Work instructions:
A - Answer the following from the text on AI backends:
(i) Which endpoint must a service expose for the openai backend type to be the one to use?
(ii) What base URL does the url field default to?
(iii) For what does the memory system reference a backend?
B - Extend the text on AI backends, picking up after its final line.

Text excerpt:
──────────────────────────────

AI Backends

A backend is a connection to an AI provider. It tells Magec where to send requests for text generation, embeddings, speech-to-text, or text-to-speech. You can have as many backends as you want — one per provider, or several pointing at different models or instances of the same provider.

Every agent references a backend for its LLM. Optionally, an agent can also reference backends for voice (STT, TTS) and the memory system references one for embeddings. This means you can mix providers freely: one agent can use OpenAI for its brain and a local Ollama for embeddings, another can use Anthropic for reasoning and the same OpenAI for voice.

Admin UI — Backends

Backend types

Click + New Backend to create one. All types share the same dialog:

Admin UI — New Backend dialog

OpenAI (openai)

Works with OpenAI’s API and any service that implements the same protocol. This includes Ollama, LM Studio, vLLM, LocalAI, and many others. If a service exposes /v1/chat/completions, this is the type to use.

FieldRequiredDescription
nameYesDisplay name (e.g., “OpenAI Production”, “Local Ollama”)
urlNoAPI base URL. Defaults to https://api.openai.com/v1. For Ollama, use http://ollama:11434/v1.
apiKeyNoAPI key. Required for OpenAI. Not needed for local services without auth.

Common configurations:

# OpenAI Cloud
Name: OpenAI
URL:  (leave empty — uses default)
Key:  sk-...

# Local Ollama
Name: Ollama Local
URL:  http://ollama:11434/v1
Key:  (leave empty)

──────────────────────────────

Dataset extract:
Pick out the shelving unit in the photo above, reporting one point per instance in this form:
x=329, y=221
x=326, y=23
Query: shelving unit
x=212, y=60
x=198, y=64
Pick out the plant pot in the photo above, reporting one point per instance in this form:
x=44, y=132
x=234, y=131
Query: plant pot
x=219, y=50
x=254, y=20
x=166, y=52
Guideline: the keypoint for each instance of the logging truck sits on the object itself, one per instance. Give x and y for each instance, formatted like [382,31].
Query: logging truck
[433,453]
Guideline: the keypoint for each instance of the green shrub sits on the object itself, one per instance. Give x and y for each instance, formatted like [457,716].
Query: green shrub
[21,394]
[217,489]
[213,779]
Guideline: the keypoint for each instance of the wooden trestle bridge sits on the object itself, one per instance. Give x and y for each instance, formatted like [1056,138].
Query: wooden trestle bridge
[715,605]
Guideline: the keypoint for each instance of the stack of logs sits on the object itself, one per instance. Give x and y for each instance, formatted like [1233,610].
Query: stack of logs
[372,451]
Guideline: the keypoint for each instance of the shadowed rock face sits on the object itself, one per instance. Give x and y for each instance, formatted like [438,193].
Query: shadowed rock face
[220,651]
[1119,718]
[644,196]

──────────────────────────────

Results of the exercise:
A -
(i) /v1/chat/completions
(ii) https://api.openai.com/v1
(iii) Embeddings

B -
# Local Parakeet (STT)
Name: Parakeet
URL:  http://parakeet:8888
Key:  (leave empty)

# OpenAI Edge TTS (local TTS)
Name: Edge TTS
URL:  http://tts:5050
Key:  (leave empty)
The openai type is the most versatile because the OpenAI API has become a de facto standard. Most local inference servers implement it, so you can run fully local without any code changes.

Anthropic (anthropic)

For Anthropic’s Claude models. Uses the official Anthropic API protocol, which is different from OpenAI’s.

FieldRequiredDescription
nameYesDisplay name
apiKeyYesAnthropic API key (starts with sk-ant-)

Anthropic doesn’t offer STT, TTS, or embedding APIs, so this backend type is used only for LLM inference. For voice and embeddings, add a separate openai-type backend pointing at a local service.

Google Gemini (gemini)

For Google’s Gemini models. Uses the official Google GenAI SDK.

FieldRequiredDescription
nameYesDisplay name
apiKeyYesGoogle API key (starts with AI)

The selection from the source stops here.